» **TEXT SEGMENT**:
⟨
Romney ekes out Florida over McLame and pretty much wraps up the honor on Super Tuesday of leading the Republicans to 40 years of wandering in the wilderness.

The electorate reacts to the Clintons’ vitriolic tactics against Obama by giving him a 10-point win in South Carolina on Saturday. What happens after that depends on whether they change to a tactic of playing nice.


You read it here, first!
The Men Who Would Be King


Hey, how about we review that list of GOP presidential hopefuls, just for the fun of it, huh?

First, of course, there’s Mike Huckleberry. He’s just what America is no longer looking for: yet another incurious, bible-thumping, southern goober who doesn’t believe in evolution, thinks we need to amend the Constitution to conform to God’s law, has no idea where Pakistan is, and knows less than the average CNN viewer about the Iran’s inactive-since-2003 nuclear weapons program.

This guy is Republicans’ worst nightmare: He’s a true Jesus freak who’s not in on the scam. The plutocrats and warmongers are scared shitless of him. They can stomach that “born again” stuff as long as the government contracts and bellicose international rhetoric keep on coming, and the regulatory scrutiny doesn’t. But JESUS! This bozo really BELIEVES that creationist crap! If Reverend Huck gets elected, those no-bid contracts for Halliburton and Blackwater are history, not to mention the open bar and that pricey Beaujolais at White House dinners.

The question is, would anyone who has come to the inescapable conclusion that, yes, the earth really DOES go around the sun actually vote for this guy? (Catholics take note: Pope Benedict has said that Galileo’s trial was “reasonable and fair.”) Okay, next candidate.

Then, there’s The Mittster. Compared to this guy, John Kerry was a model of consistency. He’s been on both sides of abortion, gay marriage, and gun control, to name just a few. As one of his opponents noted, he’s “an agent of change,” alright.

And when he’s not hunting “varmints,” he’s showing affection for furry creatures by driving across country with the family dog strapped to the roof of the station wagon (stopping periodically to wash a measure of the dog’s state of mind dribbling from the terrified animal’s carrier).
⟩
Dataset entries
⟨
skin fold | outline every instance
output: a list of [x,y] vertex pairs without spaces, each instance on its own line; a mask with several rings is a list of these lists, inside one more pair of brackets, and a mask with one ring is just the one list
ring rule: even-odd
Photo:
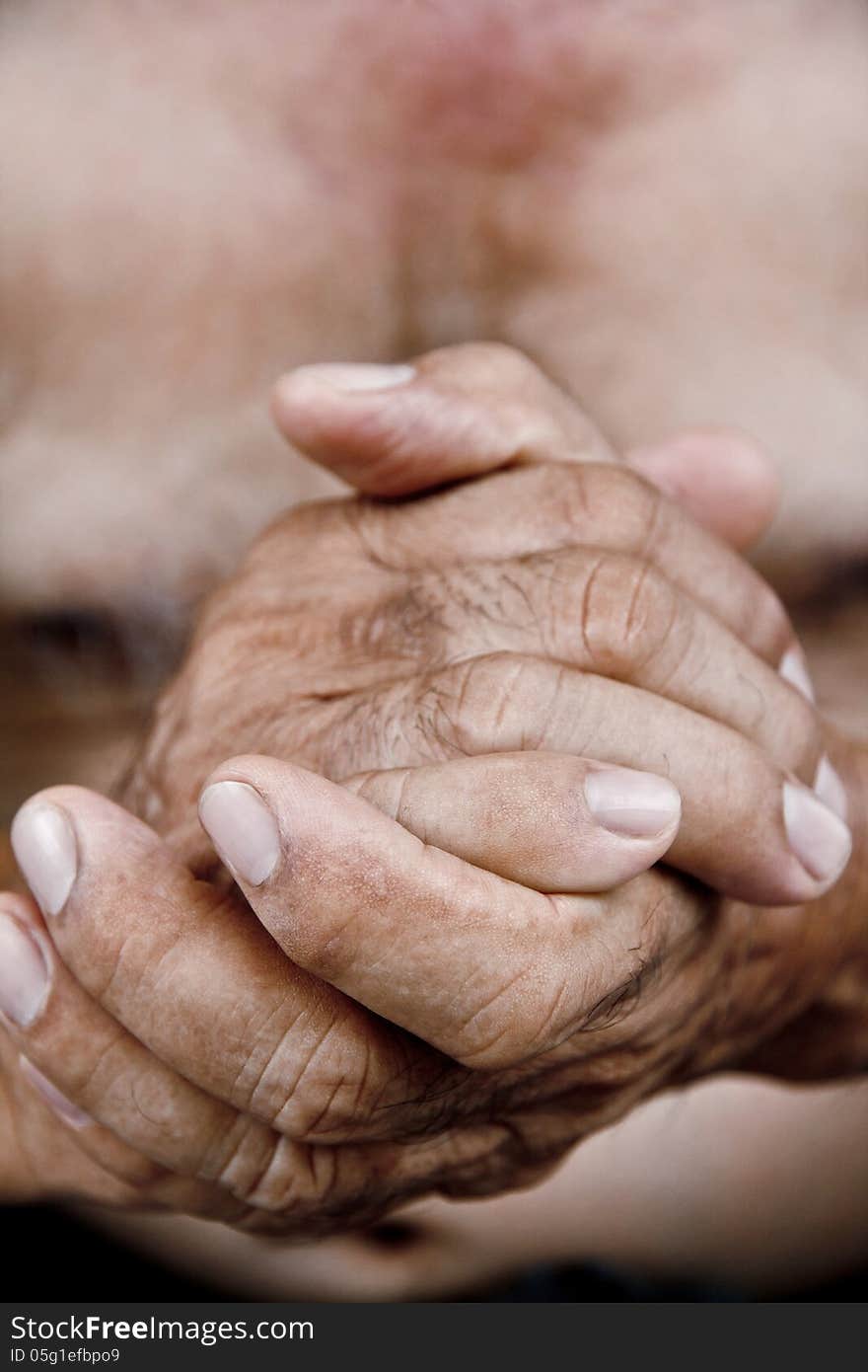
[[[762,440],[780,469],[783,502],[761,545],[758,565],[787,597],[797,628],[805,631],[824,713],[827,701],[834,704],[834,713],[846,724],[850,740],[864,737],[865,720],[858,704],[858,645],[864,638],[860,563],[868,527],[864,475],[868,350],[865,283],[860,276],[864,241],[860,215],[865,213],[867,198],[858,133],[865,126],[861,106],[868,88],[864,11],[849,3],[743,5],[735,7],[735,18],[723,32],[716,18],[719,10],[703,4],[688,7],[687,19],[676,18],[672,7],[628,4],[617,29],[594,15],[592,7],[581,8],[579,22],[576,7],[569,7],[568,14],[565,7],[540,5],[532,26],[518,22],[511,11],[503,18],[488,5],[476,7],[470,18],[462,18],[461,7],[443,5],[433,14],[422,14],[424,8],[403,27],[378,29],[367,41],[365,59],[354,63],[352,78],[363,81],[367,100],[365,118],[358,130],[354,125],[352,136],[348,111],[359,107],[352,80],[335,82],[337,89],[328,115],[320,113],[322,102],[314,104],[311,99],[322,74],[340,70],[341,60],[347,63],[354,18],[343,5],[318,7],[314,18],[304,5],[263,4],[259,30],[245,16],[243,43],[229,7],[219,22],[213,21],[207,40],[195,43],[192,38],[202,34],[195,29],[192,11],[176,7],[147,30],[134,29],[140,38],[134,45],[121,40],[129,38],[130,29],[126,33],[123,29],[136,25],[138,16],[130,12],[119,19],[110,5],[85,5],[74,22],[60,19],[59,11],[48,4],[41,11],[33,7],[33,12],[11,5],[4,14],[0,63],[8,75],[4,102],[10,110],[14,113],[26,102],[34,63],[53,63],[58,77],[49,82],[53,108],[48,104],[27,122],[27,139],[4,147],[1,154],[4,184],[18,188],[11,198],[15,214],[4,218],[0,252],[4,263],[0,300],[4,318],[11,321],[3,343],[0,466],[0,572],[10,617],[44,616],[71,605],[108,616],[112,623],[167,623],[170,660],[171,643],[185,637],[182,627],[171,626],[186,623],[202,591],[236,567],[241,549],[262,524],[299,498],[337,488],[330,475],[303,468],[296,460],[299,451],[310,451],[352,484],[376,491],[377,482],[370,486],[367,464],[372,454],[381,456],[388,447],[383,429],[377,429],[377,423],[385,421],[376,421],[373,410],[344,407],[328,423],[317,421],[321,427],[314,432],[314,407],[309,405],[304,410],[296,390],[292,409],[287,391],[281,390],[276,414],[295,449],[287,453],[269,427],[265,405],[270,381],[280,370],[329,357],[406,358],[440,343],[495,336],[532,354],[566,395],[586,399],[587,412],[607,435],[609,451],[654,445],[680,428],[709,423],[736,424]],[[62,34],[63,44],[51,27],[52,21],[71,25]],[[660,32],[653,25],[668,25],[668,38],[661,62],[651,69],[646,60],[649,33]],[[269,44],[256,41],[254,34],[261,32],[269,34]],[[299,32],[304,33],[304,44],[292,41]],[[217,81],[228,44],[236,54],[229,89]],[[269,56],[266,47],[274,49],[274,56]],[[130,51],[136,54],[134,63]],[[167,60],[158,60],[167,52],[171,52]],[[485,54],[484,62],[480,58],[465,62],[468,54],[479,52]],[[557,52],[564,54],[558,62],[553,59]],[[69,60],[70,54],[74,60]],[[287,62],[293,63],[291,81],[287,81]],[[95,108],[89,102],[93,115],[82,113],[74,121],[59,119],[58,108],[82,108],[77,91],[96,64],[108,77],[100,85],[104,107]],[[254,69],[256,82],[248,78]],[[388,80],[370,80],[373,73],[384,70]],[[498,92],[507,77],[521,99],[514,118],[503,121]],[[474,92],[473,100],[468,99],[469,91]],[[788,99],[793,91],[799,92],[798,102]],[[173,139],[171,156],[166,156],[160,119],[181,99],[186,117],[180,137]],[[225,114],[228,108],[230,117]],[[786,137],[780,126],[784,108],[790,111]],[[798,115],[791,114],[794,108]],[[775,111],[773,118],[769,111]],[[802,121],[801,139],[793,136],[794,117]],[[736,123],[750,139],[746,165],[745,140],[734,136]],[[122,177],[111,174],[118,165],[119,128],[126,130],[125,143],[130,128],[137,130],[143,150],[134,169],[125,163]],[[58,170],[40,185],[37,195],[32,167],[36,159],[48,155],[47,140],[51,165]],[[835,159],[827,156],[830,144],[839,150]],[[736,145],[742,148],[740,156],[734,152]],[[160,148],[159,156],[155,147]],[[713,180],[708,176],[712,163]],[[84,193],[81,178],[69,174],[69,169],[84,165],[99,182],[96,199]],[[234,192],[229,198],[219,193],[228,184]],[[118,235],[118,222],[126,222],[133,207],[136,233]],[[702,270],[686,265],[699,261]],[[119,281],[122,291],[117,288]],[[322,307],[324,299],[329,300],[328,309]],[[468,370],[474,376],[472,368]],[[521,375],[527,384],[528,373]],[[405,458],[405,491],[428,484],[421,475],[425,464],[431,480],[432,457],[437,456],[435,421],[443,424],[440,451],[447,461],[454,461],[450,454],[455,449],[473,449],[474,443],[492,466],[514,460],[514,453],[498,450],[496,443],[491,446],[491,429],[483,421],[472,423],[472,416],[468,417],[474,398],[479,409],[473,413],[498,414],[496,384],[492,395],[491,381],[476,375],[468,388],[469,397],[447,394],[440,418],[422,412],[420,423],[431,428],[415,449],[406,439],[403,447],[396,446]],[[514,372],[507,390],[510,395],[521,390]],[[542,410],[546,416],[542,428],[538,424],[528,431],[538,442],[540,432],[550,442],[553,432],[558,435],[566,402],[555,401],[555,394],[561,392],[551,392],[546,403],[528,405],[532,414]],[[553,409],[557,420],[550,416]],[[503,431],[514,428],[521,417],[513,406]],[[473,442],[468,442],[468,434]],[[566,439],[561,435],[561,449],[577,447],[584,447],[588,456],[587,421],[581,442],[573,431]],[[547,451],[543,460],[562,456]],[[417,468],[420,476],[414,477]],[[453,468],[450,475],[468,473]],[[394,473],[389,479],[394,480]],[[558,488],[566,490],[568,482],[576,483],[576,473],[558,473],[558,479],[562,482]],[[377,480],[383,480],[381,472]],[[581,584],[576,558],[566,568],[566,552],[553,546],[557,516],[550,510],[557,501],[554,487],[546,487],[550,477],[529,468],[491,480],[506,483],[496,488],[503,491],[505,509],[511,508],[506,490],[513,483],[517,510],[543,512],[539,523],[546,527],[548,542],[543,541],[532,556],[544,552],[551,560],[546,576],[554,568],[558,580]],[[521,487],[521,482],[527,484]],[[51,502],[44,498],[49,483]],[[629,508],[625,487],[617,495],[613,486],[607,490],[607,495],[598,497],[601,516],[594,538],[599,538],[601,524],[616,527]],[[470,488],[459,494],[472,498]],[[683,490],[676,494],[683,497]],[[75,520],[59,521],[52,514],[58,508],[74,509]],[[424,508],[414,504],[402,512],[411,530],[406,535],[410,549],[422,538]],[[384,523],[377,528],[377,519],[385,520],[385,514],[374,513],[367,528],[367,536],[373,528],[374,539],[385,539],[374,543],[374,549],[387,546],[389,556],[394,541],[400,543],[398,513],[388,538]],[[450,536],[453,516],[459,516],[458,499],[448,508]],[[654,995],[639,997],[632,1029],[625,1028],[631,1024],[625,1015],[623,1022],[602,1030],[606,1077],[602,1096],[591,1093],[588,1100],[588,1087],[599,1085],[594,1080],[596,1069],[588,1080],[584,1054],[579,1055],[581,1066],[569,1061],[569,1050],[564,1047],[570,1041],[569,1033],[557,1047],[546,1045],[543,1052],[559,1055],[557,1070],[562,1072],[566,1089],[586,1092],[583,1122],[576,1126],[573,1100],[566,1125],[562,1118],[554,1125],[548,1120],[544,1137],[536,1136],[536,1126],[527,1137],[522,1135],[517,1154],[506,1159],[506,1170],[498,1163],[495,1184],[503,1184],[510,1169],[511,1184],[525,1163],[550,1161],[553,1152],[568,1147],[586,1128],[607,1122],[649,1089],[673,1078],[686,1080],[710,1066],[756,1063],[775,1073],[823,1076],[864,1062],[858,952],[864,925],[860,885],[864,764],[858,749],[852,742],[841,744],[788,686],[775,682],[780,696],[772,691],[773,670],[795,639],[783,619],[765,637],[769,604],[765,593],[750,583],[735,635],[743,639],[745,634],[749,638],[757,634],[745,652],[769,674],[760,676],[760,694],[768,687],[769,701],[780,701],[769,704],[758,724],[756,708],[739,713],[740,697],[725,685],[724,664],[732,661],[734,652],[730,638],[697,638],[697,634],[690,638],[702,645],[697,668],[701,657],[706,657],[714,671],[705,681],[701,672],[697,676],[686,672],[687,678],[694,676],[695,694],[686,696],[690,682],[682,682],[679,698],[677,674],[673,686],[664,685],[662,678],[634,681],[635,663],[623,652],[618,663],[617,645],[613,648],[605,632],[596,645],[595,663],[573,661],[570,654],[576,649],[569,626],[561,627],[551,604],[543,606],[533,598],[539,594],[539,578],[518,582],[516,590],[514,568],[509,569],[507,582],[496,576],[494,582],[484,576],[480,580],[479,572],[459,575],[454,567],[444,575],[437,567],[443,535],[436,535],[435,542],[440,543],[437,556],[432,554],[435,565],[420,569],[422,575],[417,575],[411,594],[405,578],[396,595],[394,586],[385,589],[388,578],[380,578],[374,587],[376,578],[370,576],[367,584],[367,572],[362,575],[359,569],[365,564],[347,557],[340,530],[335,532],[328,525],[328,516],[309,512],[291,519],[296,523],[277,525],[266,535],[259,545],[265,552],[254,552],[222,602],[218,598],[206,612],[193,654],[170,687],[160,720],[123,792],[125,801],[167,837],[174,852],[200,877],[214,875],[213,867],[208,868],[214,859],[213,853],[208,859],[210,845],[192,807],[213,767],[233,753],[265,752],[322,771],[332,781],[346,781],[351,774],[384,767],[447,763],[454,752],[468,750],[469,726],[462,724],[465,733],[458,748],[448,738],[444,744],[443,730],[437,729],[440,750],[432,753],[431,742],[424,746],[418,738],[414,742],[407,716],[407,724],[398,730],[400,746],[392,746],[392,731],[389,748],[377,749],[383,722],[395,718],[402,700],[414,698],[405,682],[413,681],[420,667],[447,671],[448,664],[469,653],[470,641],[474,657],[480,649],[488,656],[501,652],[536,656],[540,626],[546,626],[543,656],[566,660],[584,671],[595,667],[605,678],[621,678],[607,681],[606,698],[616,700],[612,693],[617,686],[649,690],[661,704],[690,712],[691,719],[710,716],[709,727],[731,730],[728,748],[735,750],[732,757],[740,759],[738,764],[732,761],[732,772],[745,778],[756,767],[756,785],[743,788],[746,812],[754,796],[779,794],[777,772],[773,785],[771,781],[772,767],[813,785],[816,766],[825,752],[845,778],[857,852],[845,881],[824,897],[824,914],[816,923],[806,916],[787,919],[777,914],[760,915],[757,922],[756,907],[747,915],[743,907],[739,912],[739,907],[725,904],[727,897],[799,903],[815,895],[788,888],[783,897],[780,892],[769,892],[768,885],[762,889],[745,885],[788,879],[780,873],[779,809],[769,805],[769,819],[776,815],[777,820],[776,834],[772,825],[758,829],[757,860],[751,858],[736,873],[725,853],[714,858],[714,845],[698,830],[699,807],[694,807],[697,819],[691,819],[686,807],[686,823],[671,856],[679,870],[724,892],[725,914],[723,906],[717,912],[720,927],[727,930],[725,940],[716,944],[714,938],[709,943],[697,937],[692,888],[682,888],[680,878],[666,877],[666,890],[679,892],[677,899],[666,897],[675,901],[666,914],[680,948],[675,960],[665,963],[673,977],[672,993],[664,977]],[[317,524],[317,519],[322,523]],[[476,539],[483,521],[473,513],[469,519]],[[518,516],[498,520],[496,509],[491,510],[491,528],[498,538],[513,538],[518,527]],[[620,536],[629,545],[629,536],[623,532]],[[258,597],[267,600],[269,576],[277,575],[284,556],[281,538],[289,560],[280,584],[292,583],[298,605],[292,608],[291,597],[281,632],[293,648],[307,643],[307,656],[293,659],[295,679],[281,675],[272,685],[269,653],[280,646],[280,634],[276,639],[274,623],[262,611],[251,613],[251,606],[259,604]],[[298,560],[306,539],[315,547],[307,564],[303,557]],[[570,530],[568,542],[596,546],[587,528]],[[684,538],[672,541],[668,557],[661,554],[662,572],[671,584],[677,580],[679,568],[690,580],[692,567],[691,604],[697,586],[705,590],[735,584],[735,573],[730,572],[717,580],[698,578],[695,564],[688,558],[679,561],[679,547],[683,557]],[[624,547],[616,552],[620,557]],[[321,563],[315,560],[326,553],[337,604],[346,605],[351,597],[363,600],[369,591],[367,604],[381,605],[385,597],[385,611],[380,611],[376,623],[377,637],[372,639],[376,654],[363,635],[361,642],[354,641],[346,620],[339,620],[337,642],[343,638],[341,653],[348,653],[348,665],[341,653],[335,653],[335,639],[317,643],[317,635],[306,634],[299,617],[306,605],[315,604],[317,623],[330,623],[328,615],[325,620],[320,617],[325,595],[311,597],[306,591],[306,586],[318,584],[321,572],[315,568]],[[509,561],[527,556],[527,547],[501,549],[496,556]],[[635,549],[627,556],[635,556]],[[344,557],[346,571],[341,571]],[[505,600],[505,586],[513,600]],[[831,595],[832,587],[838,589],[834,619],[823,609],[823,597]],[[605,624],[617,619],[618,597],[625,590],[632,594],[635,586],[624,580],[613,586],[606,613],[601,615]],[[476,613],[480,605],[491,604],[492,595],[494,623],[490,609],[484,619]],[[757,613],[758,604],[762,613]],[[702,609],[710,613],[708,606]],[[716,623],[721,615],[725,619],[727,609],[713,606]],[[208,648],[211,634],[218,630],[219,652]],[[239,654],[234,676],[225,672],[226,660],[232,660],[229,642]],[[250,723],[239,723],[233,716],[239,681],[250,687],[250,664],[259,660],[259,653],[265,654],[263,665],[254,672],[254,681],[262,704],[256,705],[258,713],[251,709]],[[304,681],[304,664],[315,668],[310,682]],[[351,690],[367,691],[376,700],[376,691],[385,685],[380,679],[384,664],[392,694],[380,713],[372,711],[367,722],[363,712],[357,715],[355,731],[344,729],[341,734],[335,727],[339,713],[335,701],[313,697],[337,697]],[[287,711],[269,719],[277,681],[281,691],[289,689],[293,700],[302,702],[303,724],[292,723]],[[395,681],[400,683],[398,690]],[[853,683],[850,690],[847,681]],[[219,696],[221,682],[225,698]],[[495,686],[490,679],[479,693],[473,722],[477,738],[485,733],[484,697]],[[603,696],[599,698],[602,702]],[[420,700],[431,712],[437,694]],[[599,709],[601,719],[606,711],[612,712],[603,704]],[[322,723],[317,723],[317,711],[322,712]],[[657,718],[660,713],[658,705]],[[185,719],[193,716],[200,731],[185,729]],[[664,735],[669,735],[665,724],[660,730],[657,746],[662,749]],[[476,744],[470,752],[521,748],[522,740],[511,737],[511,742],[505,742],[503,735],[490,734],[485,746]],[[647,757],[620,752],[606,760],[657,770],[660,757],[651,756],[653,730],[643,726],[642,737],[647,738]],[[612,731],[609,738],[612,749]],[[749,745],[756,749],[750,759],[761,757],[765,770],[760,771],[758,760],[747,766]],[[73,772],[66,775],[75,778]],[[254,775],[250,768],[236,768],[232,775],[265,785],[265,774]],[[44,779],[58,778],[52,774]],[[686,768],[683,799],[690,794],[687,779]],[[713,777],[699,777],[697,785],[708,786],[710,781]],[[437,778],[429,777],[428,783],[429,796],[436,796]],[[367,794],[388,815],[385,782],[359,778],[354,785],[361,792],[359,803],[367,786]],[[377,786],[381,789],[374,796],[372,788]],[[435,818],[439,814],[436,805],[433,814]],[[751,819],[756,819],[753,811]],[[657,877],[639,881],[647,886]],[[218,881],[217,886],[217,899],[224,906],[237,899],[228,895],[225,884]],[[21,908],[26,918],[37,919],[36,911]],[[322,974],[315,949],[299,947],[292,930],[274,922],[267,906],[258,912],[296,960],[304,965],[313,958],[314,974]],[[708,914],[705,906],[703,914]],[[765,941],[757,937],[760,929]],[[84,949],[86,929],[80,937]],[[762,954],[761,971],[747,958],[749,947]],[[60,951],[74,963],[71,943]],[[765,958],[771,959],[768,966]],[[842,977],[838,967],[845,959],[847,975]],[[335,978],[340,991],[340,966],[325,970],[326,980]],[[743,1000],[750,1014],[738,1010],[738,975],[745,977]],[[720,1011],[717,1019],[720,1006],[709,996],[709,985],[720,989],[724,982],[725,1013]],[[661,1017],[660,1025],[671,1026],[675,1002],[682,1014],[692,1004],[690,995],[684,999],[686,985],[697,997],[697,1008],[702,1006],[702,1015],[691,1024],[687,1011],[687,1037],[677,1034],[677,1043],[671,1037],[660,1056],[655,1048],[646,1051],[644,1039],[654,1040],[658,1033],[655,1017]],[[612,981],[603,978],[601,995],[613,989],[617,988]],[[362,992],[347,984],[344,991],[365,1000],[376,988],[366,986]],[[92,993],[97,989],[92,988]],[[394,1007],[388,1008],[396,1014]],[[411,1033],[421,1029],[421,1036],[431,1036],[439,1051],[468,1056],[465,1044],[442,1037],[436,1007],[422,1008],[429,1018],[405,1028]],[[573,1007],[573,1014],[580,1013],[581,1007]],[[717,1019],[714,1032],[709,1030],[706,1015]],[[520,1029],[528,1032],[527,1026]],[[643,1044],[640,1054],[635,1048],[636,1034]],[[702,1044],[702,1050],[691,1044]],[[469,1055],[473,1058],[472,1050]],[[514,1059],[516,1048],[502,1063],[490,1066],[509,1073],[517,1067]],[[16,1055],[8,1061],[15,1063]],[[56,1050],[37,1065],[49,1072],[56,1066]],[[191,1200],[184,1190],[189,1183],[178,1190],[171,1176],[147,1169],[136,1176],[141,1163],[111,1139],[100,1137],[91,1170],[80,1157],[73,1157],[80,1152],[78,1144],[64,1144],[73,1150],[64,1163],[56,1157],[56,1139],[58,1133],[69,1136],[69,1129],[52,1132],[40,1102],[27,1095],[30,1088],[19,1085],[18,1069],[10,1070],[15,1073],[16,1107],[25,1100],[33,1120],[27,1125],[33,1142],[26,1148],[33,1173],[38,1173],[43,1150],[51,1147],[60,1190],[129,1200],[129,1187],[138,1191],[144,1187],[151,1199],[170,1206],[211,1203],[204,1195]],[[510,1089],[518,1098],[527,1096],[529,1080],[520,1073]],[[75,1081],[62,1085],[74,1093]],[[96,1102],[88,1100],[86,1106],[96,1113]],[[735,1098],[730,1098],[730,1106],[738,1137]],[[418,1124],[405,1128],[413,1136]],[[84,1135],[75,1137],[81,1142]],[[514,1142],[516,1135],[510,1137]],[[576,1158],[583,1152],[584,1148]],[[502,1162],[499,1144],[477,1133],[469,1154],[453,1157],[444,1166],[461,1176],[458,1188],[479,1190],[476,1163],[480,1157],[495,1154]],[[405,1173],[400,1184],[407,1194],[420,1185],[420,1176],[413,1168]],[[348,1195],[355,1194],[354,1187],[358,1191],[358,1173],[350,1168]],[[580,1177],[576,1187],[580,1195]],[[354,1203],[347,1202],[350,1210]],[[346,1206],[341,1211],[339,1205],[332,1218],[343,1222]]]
⟩
» **YOUR GOAL**:
Copy everything in the commentary from "Then, there’s The" down to "terrified animal’s carrier).", substituting "minivan" for "station wagon". The entries were drawn from a separate source and have no connection to the text.

» **REPLY TO THE TASK**:
Then, there’s The Mittster. Compared to this guy, John Kerry was a model of consistency. He’s been on both sides of abortion, gay marriage, and gun control, to name just a few. As one of his opponents noted, he’s “an agent of change,” alright.

And when he’s not hunting “varmints,” he’s showing affection for furry creatures by driving across country with the family dog strapped to the roof of the minivan (stopping periodically to wash a measure of the dog’s state of mind dribbling from the terrified animal’s carrier).